> Stated exercise
Can you carry on the passage about forest harvesting and ecosystem services, picking up right after its final sentence?

> Document section
Forest management activities (e.g. thinning, coppicing, harvesting) generally enhance provisioning ES (e.g. timber, biomass) but could have negative effects on supporting ES such as soil formation and protection (de Groot et al. 2010; Cimon-Morin et al. 2013; Biber et al. 2015). This trade-off generates externalities that are not incorporated when decision making is driven by financial analyses focused on products. On the other hand, there could be win-win scenarios, considering that some forest interventions may enhance understory diversity and species richness in afforestation’s by releasing resources at soil level (Battles et al. 2001). In this way, multiple ES response to management might be complex.
The effects of forest intervention intensity on plant diversity can vary according to site conditions. The Dynamic Equilibrium Model (DEM) proposed by Huston (2014) predicts that site productivity will modulate the effects of harvesting intensity (seen as a disturbance gradient) on diversity (Huston 2014). Sites with greater productivity should tolerate more (or even benefit from) harvesting intensity.
Biomass harvest is an effective practice to reduce fuel load and fire spread probability (Regos et al. 2016) and consequently could improve the fire protection ES that mitigates or prevents fire damage to human health, safety, and livehoods (e.g. the usage of natural resources, tourism) (Haines-Young and Potschin 2018; Sil et al. 2019). This is especially important in a changing climate where temperatures are expected to rise (Halofsky et al. 2017). Nevertheless, forest intervention changes site environmental conditions. Forest openings increases temperatures, fluctuations of temperatures and wind speed, and reduces relative humidity (Trentini et al. 2017). These environmental changes at stand level may favor a reduction in live fuel moisture content (LFMC) of foliage on the remnant stand (Pollet and Omi 2002). LFMC is a key trait in determining communities’ flammability being correlated with several flammability traits (Cornelissen et al. 2003). Therefore, partial harvesting could increase fire spread probability through changes in LFMC content in the remnant stand but also reduce it by changing the fuel amount of the stand. This has been already documented at a global scale (Oddi 2018) and may be expected to occur at stand level through harvesting intensity gradients.
Soil formation and protection are one of the largest ES contributing to total ecological service value of land (Liu et al. 2012) and are largely associated to litter production and soil cover (Cotrufo et al. 2015). Partial harvesting or thinning reduces stand density affecting litter production and soil cover (Harrington and Edwards 1999; Huebschmann et al. 1999; Roig et al. 2005; Jandl et al. 2007). Such interventions may reduce the organic layer of the forest floor, compromise soil protection from extreme changes in moisture and temperature, reduce water infiltration capacity, and promote soil erosion due to lower soil cover (Osman 2013). In addition, litter fall is a particularly important process in nutrient cycling of forest ecosystems, as it provides the main above-ground contribution of carbon and nutrients to the forest floor through the formation of humus (Gallardo et al. 1998; Chapin et al. 2012). Therefore, soil formation and protection are a key ES to incorporate in forest decision making.

> Information shown

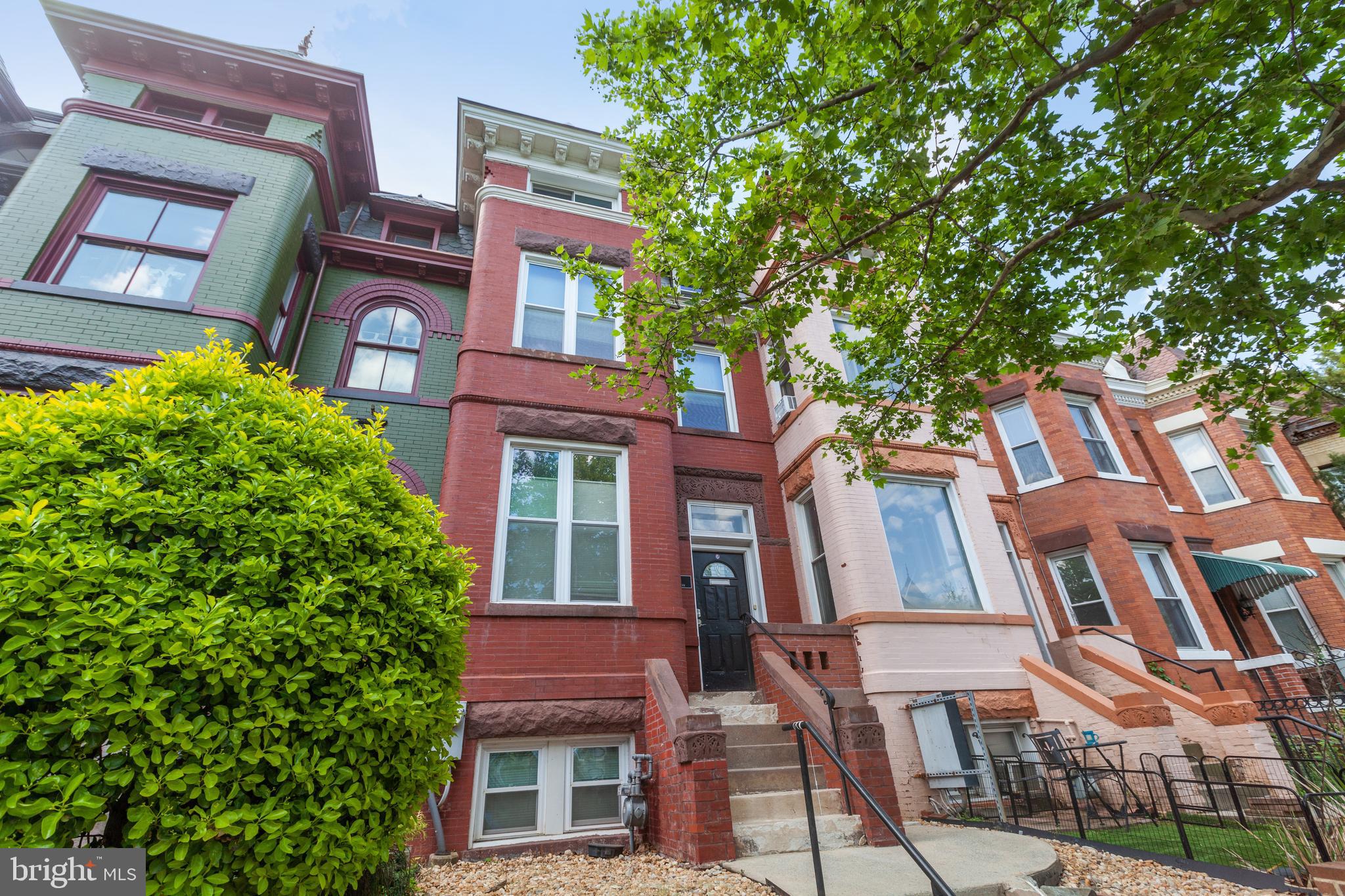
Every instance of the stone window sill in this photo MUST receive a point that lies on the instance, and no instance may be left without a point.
(521, 609)
(99, 296)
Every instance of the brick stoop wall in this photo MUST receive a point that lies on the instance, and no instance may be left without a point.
(689, 793)
(864, 747)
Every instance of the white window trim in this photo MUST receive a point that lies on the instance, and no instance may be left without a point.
(730, 405)
(1302, 608)
(553, 809)
(1238, 500)
(1064, 594)
(810, 550)
(969, 547)
(569, 312)
(1090, 408)
(1197, 626)
(563, 535)
(1271, 464)
(1013, 461)
(734, 543)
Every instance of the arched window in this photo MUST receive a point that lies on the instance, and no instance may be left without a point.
(386, 344)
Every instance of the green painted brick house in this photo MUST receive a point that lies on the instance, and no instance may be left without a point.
(198, 186)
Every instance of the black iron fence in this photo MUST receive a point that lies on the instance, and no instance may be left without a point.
(1246, 812)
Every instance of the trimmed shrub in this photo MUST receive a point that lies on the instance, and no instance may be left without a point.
(227, 629)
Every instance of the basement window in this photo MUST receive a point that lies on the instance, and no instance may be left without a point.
(529, 789)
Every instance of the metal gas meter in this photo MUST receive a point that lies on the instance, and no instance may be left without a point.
(635, 807)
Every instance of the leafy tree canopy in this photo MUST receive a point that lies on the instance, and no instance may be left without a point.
(1130, 172)
(229, 633)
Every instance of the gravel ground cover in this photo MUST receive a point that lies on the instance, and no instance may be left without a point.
(1119, 876)
(654, 875)
(643, 875)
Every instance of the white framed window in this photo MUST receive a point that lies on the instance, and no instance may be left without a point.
(1097, 436)
(533, 789)
(1207, 471)
(572, 195)
(1336, 571)
(1289, 621)
(1173, 602)
(709, 403)
(1026, 449)
(816, 558)
(929, 544)
(1086, 597)
(1274, 467)
(557, 313)
(564, 524)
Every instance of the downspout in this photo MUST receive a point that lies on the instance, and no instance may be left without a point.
(318, 285)
(309, 316)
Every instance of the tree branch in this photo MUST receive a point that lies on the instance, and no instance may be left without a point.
(1301, 177)
(920, 68)
(1139, 27)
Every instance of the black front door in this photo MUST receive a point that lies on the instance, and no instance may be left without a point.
(721, 598)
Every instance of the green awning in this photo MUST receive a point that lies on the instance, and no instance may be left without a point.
(1246, 580)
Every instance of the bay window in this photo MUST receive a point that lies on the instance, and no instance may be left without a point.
(142, 241)
(530, 789)
(709, 403)
(816, 557)
(558, 313)
(563, 535)
(1201, 463)
(1026, 452)
(927, 543)
(1079, 584)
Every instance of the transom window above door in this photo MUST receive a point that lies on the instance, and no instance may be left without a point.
(152, 244)
(563, 534)
(558, 313)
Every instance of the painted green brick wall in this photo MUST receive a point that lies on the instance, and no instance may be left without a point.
(417, 433)
(246, 273)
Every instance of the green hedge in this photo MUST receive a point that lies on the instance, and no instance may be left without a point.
(227, 629)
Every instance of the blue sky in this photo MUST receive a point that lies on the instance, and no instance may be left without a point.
(417, 56)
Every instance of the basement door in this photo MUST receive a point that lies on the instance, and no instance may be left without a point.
(721, 598)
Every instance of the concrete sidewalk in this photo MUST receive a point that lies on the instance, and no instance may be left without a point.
(973, 861)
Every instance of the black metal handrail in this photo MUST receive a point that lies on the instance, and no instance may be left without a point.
(827, 698)
(1165, 658)
(937, 883)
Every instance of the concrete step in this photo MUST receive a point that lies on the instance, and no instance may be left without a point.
(715, 699)
(744, 735)
(763, 756)
(791, 836)
(747, 714)
(763, 781)
(782, 805)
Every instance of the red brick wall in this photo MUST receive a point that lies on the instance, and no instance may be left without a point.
(689, 802)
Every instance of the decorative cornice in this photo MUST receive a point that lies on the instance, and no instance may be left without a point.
(222, 135)
(396, 259)
(510, 194)
(471, 398)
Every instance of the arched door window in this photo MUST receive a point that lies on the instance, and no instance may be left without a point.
(386, 350)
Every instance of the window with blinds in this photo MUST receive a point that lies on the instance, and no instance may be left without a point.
(563, 531)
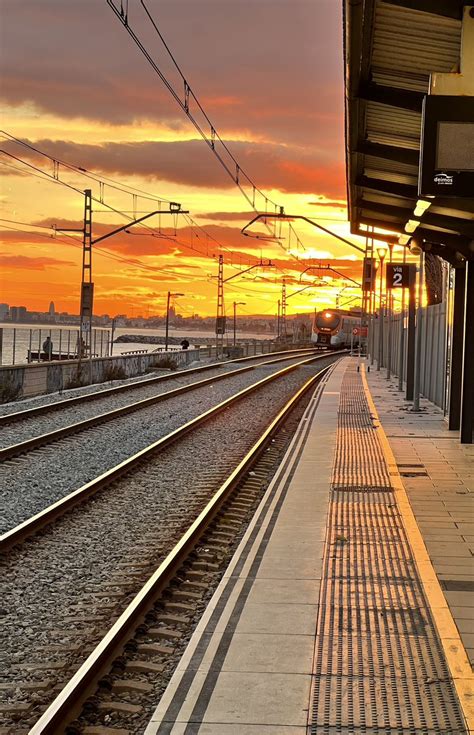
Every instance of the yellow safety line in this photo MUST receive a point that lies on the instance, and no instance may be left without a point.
(455, 653)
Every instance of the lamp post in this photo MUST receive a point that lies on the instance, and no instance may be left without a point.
(168, 316)
(389, 303)
(381, 253)
(236, 304)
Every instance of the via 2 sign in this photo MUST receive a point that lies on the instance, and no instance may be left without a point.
(398, 275)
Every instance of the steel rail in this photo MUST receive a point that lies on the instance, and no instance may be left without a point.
(67, 705)
(115, 390)
(16, 450)
(32, 525)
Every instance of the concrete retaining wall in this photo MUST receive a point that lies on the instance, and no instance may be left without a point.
(22, 381)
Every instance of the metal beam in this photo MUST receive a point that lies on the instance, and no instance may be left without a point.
(452, 244)
(467, 391)
(389, 152)
(406, 99)
(387, 187)
(391, 239)
(455, 376)
(446, 8)
(462, 226)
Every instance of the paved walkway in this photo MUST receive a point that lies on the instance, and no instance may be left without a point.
(438, 475)
(321, 623)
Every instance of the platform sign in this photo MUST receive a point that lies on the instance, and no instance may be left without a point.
(87, 299)
(220, 325)
(369, 273)
(398, 275)
(447, 147)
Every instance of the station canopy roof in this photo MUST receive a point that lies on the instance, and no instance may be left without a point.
(391, 48)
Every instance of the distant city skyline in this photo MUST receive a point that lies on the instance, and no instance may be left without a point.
(277, 101)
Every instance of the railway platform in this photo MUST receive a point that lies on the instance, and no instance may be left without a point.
(337, 613)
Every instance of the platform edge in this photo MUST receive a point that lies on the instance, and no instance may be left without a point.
(456, 657)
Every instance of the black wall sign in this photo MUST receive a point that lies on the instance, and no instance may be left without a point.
(368, 280)
(447, 147)
(398, 274)
(220, 325)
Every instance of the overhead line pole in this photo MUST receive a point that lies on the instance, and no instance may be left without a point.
(87, 284)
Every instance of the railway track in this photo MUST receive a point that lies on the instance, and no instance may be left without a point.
(50, 407)
(43, 470)
(40, 439)
(88, 608)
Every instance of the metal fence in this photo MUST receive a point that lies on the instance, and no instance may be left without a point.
(433, 363)
(21, 345)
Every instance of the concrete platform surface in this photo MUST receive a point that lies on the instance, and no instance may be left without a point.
(321, 623)
(438, 475)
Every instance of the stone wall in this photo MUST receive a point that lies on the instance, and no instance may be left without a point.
(22, 381)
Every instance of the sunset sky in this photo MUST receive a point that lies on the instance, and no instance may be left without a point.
(269, 75)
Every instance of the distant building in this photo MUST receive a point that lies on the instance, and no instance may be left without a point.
(18, 313)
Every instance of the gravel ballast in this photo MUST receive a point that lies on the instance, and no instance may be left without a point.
(34, 481)
(58, 600)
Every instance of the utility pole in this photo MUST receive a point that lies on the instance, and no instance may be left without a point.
(419, 322)
(283, 310)
(220, 319)
(87, 285)
(381, 254)
(389, 303)
(168, 316)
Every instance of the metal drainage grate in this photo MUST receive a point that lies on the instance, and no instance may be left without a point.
(379, 667)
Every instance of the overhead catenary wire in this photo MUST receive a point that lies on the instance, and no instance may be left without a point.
(126, 189)
(212, 135)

> The answer
Firewood management of north Patagonia shrublands could be economically sustainable (Goldenberg et al. 2018) but the effect of management on biodiversity and ES is yet unknown. In this sense, National Law 26.331 rules that extractive activities in native forests should follow a sustainable silvicultural plan that secures the long-term provision of forest related ES. In this context, local information on forest management is a key aspect for natural resources management (Rusch et al. 2017).
The objective of this study is to analyze the response of biodiversity and two ES (fire protection and soil formation and protection) to a harvesting intensity gradient under contrasting site conditions in northern Patagonian shrublands. The specific hypotheses are: plant diversity in sites with greater productivity would benefit from a higher harvesting intensity; increasing harvesting intensity reduces LFMC content in the remnant stand but also reduces the fuel amount of the stand and leaf litter cover and aerial soil cover are reduced by increasing harvesting intensity.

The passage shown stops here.